* _Goal_
Please rewrite every line of the entries below as a numbered list, skipping any blank lines. Leave the pictures out of your answer.
══ Records for processing ══
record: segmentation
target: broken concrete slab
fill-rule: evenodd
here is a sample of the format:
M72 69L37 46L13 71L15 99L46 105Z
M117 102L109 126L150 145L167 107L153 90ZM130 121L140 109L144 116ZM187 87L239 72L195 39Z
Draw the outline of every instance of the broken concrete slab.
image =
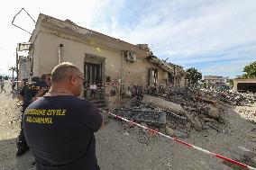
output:
M187 113L187 112L180 106L180 104L177 104L177 103L166 101L160 97L144 94L142 103L151 104L155 107L160 107L168 112L174 112L179 115L184 115Z
M213 106L209 106L208 115L214 119L219 119L221 117L219 110Z
M166 112L155 112L149 109L129 108L129 109L114 109L114 113L129 120L144 121L152 124L165 124Z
═══
* _Output below_
1. record: segmentation
2. target: broken concrete slab
3. fill-rule: evenodd
4. here is a sample of the format:
5. M72 69L37 46L13 71L15 99L46 105Z
6. M117 102L109 126L150 145L167 107L153 90ZM130 121L140 109L144 116ZM187 87L239 72L195 39Z
7. Draw the outline of every instance of the broken concrete slab.
8. image =
9. output:
10. M187 113L187 112L180 106L180 104L177 104L177 103L166 101L160 97L144 94L142 103L151 104L155 107L160 107L168 112L174 112L179 115L184 115Z
11. M213 106L209 106L208 115L214 119L219 119L221 117L219 110Z
12. M166 112L155 112L149 109L129 108L129 109L114 109L114 113L129 120L144 121L152 124L165 124Z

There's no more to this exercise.